Attività da svolgere:
#1 Indica se ciascuna affermazione concorda con il brano sulla comunicazione della malattia al bambino, rispondendo sì o no e citando testualmente le parole del brano che lo stabiliscono. (a) Il brano sostiene che il bambino non debba essere informato della propria malattia. (b) Secondo il brano, la diagnosi va comunicata in modo graduale. (c) Il brano afferma che le informazioni da dare sono le stesse per ogni bambino, qualunque sia la sua età.
#2 Riassumi in due frasi il brano sulla comunicazione della malattia al bambino.
#3 Riprendi il brano sulla comunicazione della malattia al bambino a partire dal punto in cui si interrompe.

Estratto del documento:
● ● ● ●

È giusto che il bambino sia informato della sua malattia?
La risposta è sì. La conoscenza della malattia può facilitare il superamento del trauma ad essa connesso. Parlare del tumore al bambino e spiegargli cosa sta succedendo è senza dubbio un compito estremamente difficile e delicato, ma che deve essere affrontato correttamente e necessariamente per poterlo sostenere e rassicurare durante l’intero percorso oncologico. Il bambino in quanto protagonista della malattia ha il diritto di essere a conoscenza del proprio stato di salute; in tal senso «la verità è un’atmosfera di scambio, di ascolto e di rispetto per il bambino e per i suoi bisogni». (Sourkes, 1999)
La più grande difficoltà nel comunicare la diagnosi di tumore ad un bambino riguarda il “cosa” dire ma ancor di più il “come” dirlo e con quanti e quali dettagli. La comunicazione della diagnosi e la spiegazione della malattia devono avvenire con gradualità. È necessario, infatti, fornire informazioni che siano adeguate all’età del bambino, al tipo di tumore, alla fase di malattia, al suo background culturale e al suo sistema familiare.

● ● ● ●

Dati forniti:

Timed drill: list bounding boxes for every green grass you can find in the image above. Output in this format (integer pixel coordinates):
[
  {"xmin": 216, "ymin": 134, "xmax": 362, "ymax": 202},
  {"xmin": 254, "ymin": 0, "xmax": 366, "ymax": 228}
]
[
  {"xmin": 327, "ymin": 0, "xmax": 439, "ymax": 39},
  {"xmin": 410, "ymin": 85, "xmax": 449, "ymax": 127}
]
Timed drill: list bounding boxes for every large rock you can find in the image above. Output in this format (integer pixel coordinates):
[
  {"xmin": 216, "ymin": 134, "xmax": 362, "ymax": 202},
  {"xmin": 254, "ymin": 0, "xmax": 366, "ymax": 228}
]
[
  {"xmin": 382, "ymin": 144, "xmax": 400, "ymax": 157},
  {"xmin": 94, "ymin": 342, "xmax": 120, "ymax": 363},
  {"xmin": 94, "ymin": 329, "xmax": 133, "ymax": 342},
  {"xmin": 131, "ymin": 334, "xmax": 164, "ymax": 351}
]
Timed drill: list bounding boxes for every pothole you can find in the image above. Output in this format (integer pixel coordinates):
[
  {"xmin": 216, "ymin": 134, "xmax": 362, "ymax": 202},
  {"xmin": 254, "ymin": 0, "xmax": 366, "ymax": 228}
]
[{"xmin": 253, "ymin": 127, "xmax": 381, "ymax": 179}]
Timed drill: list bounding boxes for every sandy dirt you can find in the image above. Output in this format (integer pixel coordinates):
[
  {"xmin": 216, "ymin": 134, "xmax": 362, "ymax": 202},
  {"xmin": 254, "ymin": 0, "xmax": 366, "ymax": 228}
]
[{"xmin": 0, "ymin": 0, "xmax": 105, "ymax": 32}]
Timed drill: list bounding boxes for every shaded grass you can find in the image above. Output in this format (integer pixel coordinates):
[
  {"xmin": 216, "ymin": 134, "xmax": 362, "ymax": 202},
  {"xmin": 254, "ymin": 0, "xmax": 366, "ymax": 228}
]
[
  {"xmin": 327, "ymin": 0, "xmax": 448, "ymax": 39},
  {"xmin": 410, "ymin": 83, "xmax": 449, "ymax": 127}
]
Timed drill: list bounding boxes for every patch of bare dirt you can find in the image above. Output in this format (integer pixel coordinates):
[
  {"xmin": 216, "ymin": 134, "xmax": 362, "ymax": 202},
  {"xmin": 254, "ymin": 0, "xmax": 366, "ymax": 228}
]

● ● ● ●

Risposte attese:
#1
(a) No: «La risposta è sì.»
(b) Sì: «La comunicazione della diagnosi e la spiegazione della malattia devono avvenire con gradualità.»
(c) No: «È necessario, infatti, fornire informazioni che siano adeguate all’età del bambino, al tipo di tumore, alla fase di malattia, al suo background culturale e al suo sistema familiare.»

#2 Il bambino ha il diritto di conoscere il proprio stato di salute, perché la conoscenza della malattia può aiutarlo a superare il trauma, e parlargli del tumore, pur essendo difficile e delicato, è necessario per sostenerlo durante l’intero percorso oncologico. La difficoltà maggiore riguarda cosa dire e soprattutto come dirlo, per cui la diagnosi va comunicata con gradualità e con informazioni adeguate all’età, al tipo di tumore, alla fase di malattia, al background culturale e al sistema familiare del bambino.

#3
Soprattutto con i bambini più piccoli si ricorre spesso alla bugia, attribuendo la malattia a un’incidente, nel caso di un tumore cerebrale ad esempio: «sei caduto e hai picchiato la testa».
Purtroppo, però, i bambini percepiscono la paura intorno a loro, a partire dai volti dei genitori, dall’ambiente ospedaliero e dagli altri piccoli pazienti ricoverati. Pertanto, negare la malattia grave non va a lenire la preoccupazione ma piuttosto confonde il bambino, attiva in lui immaginazioni negative ed aumenta l’angoscia, scatenando isolamento e incertezza. Al contrario, una comunicazione aperta, onesta e veritiera, adattata alle caratteristiche e alle esigenze del bambino, consente una maggiore cooperazione e accettazione delle procedure mediche e della condizione di ospedalizzazione prolungata.

L’attuale sfida in oncologia pediatrica è certamente quella di guarire i pazienti, ma allo stesso tempo, non si vuole solo curare ma si vuole soprattutto “prendersi cura” del bambino in maniera globale, garantendo una buona qualità di vita durante l’intero percorso oncologico – soprattutto nella fase dell’ospedalizzazione – affinché il bambino possa proseguire verso il suo normale sviluppo psico-fisico.
«Quando curi una malattia puoi vincere o perdere. Quando ti prendi cura di una persona, vinci sempre!» (Patch Adams).

Fonti bibliografiche:
Adduci A., Poggi G., (2011), I bambini e il tumore. Strategie di supporto in ambito clinico,
familiare e scolastico, Franco Angeli, Roma.
Axia V. (2004), Elementi di psico-oncologia pediatrica, Carocci, Roma.
Massaglia P., Bertolotti M. (1999), Psico-oncologia pediatrica. II. Aspetti particolari, in G. Lovera, Il malato tumorale. Per un’umanizzazione dell’assistenza, Edizioni Medico Scientifiche, Torino.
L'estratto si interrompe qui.